THE REQUEST | Count the lines in the records below that contain the word "Could", and reply with the number alone.

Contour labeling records
>> BEGIN

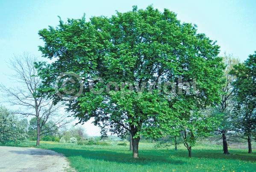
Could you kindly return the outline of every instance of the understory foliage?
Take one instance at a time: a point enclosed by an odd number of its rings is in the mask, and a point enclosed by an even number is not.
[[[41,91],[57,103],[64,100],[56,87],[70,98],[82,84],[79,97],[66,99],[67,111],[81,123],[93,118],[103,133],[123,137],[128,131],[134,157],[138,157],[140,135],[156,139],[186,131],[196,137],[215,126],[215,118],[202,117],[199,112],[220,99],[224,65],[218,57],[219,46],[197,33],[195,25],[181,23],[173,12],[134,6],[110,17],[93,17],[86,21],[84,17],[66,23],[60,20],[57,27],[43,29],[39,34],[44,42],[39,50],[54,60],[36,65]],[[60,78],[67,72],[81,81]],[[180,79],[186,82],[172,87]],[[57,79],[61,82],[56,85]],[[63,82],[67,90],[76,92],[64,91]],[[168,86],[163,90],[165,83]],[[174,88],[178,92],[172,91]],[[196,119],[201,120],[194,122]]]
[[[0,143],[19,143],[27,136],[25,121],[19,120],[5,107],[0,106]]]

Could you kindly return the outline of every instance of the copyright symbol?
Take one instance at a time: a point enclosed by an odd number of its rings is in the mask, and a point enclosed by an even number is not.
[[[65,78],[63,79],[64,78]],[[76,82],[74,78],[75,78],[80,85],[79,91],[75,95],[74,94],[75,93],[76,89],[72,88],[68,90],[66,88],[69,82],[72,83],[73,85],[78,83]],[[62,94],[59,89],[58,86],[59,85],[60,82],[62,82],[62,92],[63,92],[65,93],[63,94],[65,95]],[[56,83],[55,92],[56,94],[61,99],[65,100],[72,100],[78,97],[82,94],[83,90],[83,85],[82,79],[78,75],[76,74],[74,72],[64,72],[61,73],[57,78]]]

>> END

SOLUTION FOR THIS TASK | 2